It rained all the way to Franschhoek. Indicative of the mood right now. Grey, sullen and deep in thought. I’ve been eagerly awaiting the chance to visit the valley since lockdown levels were relaxed. I seized the opportunity as soon as the invite came my way. Franschhoek has suffered much loss over lockdown, the picturesque wine village known for long flamboyant lunches, and the art heart of the district misses the throngs of tourists. Winter or summer, the valley always has something to offer visitors.
If you speak to the locals, they will tell you it has been particularly difficult without inbound tourists – many livelihoods have been lost. They will also in the very same breath tell you that they are already rebuilding and are more ready than ever to welcome locals, and out-of-towners.
I am always excited to visit Mont Rochelle, the General Manager James Basson makes every visit feel like a home away from home – like you’re Richard Branson. And this right here is why most people walk away from the resort planning to rebook again. Right now, in this dire situation we find ourselves in, it is the warmest hospitality that will survive.
As we enter the gates at Mont Rochelle, the clouds part and sunshine streams through, it must be James again. The views of the towering Franschhoek mountains and breaks of bright blue sky in-between fluffy clouds lifts our moods immediately. It’s a little wet outside, but there is a fire burning inside and next to our table is a window that looks out onto the mesmerising misty mountains. I can’t stop staring, I’ve missed outside.

|---|

● YOUR TASKS:
A) In the Franschhoek travel piece, who is the General Manager of Mont Rochelle?
B) Using the Franschhoek travel piece, explain why most people leave Mont Rochelle planning to rebook.

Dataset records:

|---|

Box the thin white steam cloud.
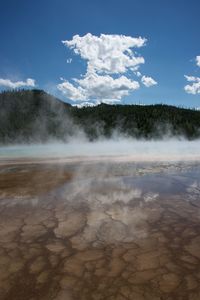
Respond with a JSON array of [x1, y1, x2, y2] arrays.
[[57, 33, 157, 103], [0, 78, 35, 89], [0, 140, 200, 163]]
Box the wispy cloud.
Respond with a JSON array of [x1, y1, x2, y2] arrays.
[[0, 78, 35, 89], [184, 55, 200, 95], [184, 75, 200, 95], [196, 55, 200, 67], [141, 76, 158, 87]]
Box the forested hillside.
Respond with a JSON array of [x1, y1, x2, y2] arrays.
[[0, 90, 200, 144]]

|---|

● TASK-BY-TASK SOLUTIONS:
A) James Basson.

B) General Manager James Basson makes every visit feel like a home away from home, as though the guest were Richard Branson. The text gives this warm hospitality as the reason most people walk away from the resort planning to rebook.